[Dataset entries]

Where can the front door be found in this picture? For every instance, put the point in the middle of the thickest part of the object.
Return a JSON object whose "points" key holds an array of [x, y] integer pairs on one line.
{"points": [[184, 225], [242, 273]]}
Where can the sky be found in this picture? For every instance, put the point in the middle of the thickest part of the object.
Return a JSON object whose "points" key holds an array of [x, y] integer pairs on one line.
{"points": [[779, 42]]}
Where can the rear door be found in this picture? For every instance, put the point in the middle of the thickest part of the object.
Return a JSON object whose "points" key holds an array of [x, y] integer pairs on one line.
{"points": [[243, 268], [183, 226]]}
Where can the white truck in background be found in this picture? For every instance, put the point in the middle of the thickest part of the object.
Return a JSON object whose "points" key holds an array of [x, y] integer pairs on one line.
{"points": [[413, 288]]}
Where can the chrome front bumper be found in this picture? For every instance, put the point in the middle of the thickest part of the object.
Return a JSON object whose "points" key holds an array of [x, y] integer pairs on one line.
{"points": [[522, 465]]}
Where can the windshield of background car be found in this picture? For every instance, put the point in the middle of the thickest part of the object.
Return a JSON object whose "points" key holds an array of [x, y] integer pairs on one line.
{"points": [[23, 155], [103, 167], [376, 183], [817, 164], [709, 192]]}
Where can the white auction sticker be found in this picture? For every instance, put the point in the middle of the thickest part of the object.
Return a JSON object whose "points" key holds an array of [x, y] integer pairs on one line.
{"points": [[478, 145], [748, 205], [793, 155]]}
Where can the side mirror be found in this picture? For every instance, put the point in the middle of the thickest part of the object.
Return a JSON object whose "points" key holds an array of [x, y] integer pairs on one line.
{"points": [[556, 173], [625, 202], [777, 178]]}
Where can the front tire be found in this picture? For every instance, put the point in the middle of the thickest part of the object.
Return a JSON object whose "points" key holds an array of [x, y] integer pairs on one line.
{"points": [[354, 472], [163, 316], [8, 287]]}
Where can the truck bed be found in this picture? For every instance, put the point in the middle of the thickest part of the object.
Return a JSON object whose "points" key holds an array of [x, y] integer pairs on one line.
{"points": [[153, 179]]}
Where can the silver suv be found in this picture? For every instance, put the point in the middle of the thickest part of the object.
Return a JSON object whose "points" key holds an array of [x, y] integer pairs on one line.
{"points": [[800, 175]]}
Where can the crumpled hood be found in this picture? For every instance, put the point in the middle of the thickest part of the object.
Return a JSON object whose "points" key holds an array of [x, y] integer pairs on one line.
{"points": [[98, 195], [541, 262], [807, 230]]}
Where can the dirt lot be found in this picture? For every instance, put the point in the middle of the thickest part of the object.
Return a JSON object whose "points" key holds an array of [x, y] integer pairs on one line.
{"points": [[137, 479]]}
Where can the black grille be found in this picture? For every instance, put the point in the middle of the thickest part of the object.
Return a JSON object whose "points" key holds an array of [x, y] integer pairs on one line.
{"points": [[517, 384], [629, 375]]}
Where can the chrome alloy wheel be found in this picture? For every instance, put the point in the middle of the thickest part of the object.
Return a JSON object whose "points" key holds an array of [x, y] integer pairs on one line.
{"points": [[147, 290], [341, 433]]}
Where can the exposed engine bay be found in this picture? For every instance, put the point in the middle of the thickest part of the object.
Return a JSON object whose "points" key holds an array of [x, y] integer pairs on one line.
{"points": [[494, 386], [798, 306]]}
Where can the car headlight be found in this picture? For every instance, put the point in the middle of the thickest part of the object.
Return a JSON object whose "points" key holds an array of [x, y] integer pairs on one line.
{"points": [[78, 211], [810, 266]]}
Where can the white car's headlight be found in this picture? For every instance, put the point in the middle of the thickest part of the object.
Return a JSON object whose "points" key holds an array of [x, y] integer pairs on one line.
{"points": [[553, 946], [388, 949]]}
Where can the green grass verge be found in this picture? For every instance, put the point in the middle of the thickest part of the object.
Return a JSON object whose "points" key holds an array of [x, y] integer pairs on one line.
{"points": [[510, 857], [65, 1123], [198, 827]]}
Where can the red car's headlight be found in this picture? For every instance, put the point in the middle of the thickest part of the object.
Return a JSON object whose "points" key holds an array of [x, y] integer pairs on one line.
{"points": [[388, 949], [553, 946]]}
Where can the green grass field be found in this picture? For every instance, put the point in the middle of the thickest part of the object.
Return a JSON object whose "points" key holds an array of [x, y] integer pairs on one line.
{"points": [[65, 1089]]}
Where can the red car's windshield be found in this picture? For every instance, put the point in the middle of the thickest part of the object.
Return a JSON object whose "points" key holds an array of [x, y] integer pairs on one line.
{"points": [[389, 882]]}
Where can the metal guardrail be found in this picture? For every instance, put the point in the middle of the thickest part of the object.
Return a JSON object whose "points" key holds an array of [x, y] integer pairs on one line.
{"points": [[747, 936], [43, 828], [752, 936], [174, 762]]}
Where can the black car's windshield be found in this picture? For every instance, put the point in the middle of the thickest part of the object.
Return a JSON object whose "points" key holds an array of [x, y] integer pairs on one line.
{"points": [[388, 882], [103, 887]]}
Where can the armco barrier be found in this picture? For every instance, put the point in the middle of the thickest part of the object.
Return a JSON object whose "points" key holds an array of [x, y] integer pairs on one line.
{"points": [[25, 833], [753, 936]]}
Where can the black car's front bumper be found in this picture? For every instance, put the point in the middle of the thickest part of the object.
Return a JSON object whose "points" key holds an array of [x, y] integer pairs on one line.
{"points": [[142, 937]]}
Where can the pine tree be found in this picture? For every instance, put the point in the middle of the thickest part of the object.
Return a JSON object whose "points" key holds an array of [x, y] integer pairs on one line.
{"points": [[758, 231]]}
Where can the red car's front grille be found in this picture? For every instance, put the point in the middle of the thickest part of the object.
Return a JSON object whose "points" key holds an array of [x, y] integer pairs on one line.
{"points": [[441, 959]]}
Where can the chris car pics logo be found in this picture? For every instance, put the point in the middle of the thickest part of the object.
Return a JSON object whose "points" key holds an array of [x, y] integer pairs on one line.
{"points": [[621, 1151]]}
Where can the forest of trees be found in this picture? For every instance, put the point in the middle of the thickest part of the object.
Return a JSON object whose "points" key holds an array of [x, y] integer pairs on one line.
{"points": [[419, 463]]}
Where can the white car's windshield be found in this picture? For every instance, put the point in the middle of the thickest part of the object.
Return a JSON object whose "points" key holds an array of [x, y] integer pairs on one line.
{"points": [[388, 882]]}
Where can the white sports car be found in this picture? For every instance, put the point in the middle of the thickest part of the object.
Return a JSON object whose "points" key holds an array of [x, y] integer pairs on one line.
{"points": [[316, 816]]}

Goal of the exercise: The lines to reproduce run from the one that contains "Where can the red car's front" through the last line above; copy them exactly.

Task output:
Where can the red car's front grille be found in this picture? For every instance, put the point in the middle of the thickest part of the object.
Return a JSON object whose "points" key holds an array of [x, y] integer pairs on one line.
{"points": [[441, 959]]}
Where can the chris car pics logo be found in this picture? For every instance, put the point in the middle of the thickest part of the object.
Return a JSON object whose "points" key holds an array of [x, y] integer pairs on one line.
{"points": [[621, 1151]]}
Where can the forest of trees be found in this picture? For every instance, put the point in the middle of the thickest part of the object.
Return a JSON object whose "points" key holds an array of [x, y] integer pairs on one line.
{"points": [[419, 463]]}
Where can the white car's windshield be found in this picture? For every instance, put the point in the middle of the thickest part of the object.
Return a JSON object whose "points" key holds an array of [x, y] integer pairs on one line.
{"points": [[388, 882]]}
Where can the white sports car be found in this picture? For every instance, put the point in the middle of the thickest part of the object.
Return a JSON object whose "points" key holds an array of [x, y] integer pairs on one line.
{"points": [[316, 816]]}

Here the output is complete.